---------- The input
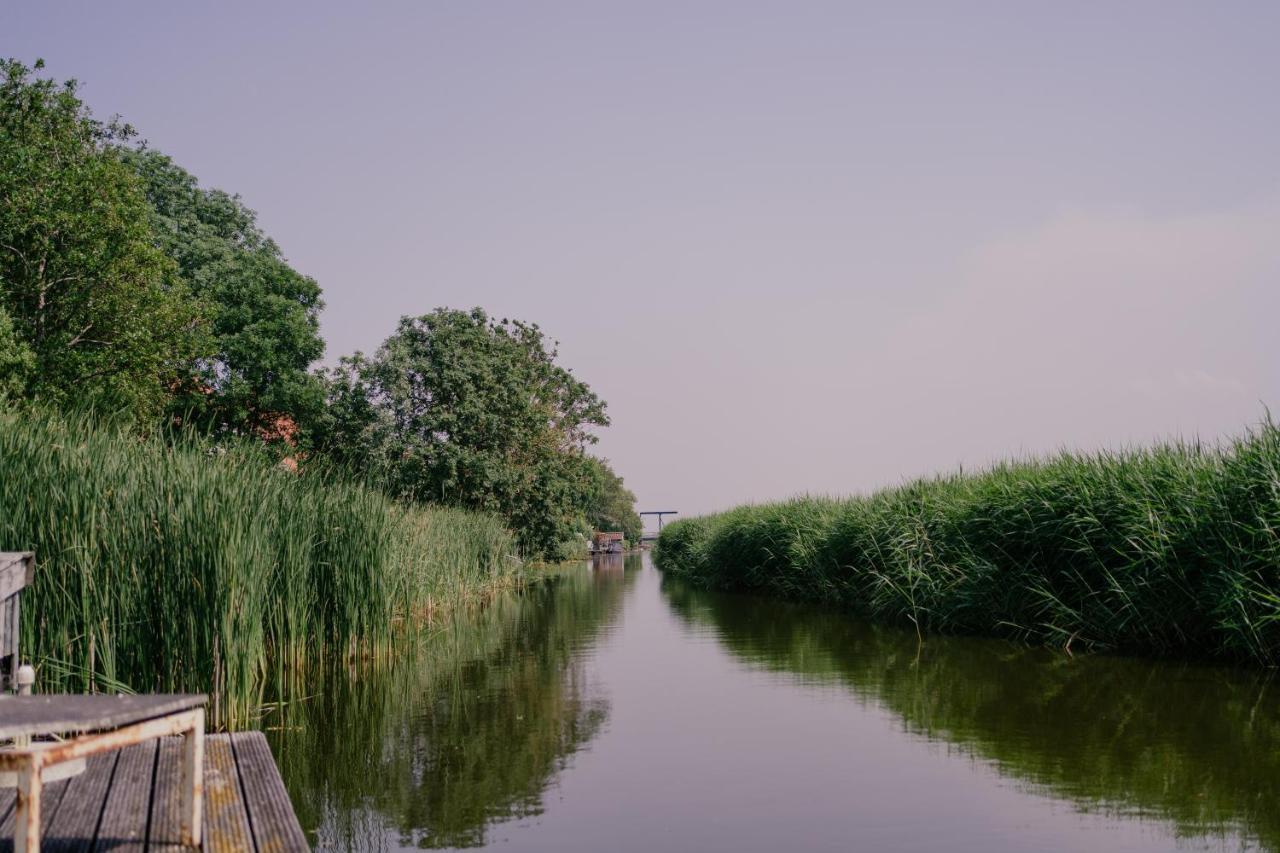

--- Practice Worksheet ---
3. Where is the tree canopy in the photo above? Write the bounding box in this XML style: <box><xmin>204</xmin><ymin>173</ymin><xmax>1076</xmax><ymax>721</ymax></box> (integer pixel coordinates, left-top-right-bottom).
<box><xmin>123</xmin><ymin>149</ymin><xmax>324</xmax><ymax>430</ymax></box>
<box><xmin>0</xmin><ymin>60</ymin><xmax>207</xmax><ymax>416</ymax></box>
<box><xmin>0</xmin><ymin>60</ymin><xmax>640</xmax><ymax>557</ymax></box>
<box><xmin>312</xmin><ymin>309</ymin><xmax>609</xmax><ymax>555</ymax></box>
--------------------
• _What you are asked to do_:
Write out the data above word for word, with nothing changed, and leave the picture out.

• _Task output_:
--- Practice Worksheet ---
3. Where is the tree canopy in the photo above? Write the bounding box in this XML style: <box><xmin>204</xmin><ymin>173</ymin><xmax>1076</xmax><ymax>721</ymax></box> (integer pixel coordinates, left-top-right-bottom).
<box><xmin>123</xmin><ymin>149</ymin><xmax>324</xmax><ymax>430</ymax></box>
<box><xmin>0</xmin><ymin>60</ymin><xmax>207</xmax><ymax>416</ymax></box>
<box><xmin>0</xmin><ymin>60</ymin><xmax>640</xmax><ymax>557</ymax></box>
<box><xmin>312</xmin><ymin>309</ymin><xmax>609</xmax><ymax>555</ymax></box>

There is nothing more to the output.